YOUR GOAL: Read the passage below about being 48 and decide whether each statement agrees with it: (a) The writer is in the best shape of their life right now. (b) The writer's friends will help lift something heavy. (c) The writer says this year is about running a marathon. For each, answer yes or no and quote the words from the passage that settle it.

── DOCUMENT EXCERPT ──

I am not as fit as I once was, but I see this, too, as temporary. Just a few years ago I was in the best shape of my life, but as I focused more on politics I focused less on exercise. At 48, I do not see this as proof of my mistakes, but rather, as an acknowledgment that one can't do it all all at the same time. This year is about re-entering education. I can run a marathon another year. I might.

At 48, my house is filled with real, true, deep friendships. I can call the people in my life that I call friends and they will come drink wine with me, or help me lift something heavy, or let me cry, or share my celebration. They hold my hand as I go for cancer testing, and then they're just as happy as I am when the results are good. These friendships are without jealousy, competition, or sly side-talk. I am included in their lives, as they are in mine, and we can go a month without talking or we can talk every day but they are constants none-the-less.

At 48, I shared my #metoo story and was released from it.

───
── RECORD EXTRACTS ──

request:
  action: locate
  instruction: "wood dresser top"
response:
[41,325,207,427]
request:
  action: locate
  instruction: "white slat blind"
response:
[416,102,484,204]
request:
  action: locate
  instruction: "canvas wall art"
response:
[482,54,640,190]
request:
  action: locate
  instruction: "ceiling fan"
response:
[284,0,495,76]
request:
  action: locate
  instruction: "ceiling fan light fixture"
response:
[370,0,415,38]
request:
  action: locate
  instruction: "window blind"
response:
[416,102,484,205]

───
── RECORD EXTRACTS ──

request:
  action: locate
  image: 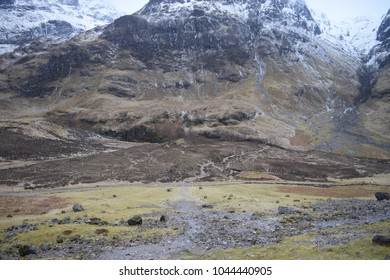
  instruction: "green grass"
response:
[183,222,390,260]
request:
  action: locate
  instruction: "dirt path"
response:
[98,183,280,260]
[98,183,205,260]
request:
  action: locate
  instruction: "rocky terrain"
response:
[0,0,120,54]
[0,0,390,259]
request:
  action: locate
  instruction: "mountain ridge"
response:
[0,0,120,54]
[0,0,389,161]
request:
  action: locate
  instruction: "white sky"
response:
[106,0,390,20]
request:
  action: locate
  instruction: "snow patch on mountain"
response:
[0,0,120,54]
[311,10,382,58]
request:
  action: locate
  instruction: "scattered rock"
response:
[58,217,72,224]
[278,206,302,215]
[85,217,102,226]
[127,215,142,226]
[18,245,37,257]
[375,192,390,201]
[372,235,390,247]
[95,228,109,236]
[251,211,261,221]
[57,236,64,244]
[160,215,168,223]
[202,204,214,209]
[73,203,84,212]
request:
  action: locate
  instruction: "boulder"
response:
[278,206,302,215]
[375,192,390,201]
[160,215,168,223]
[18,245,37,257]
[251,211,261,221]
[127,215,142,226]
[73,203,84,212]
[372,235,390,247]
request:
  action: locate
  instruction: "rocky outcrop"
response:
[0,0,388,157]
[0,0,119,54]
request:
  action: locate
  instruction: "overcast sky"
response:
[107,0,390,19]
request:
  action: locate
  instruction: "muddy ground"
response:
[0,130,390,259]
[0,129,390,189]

───
── RECORD EXTRACTS ──

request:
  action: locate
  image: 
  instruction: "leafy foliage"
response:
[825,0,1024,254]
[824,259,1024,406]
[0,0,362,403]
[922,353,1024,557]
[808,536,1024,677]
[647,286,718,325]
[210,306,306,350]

───

REPLY TO THE TASK:
(a) No: "I am not as fit as I once was"
(b) Yes: "or help me lift something heavy"
(c) No: "This year is about re-entering education."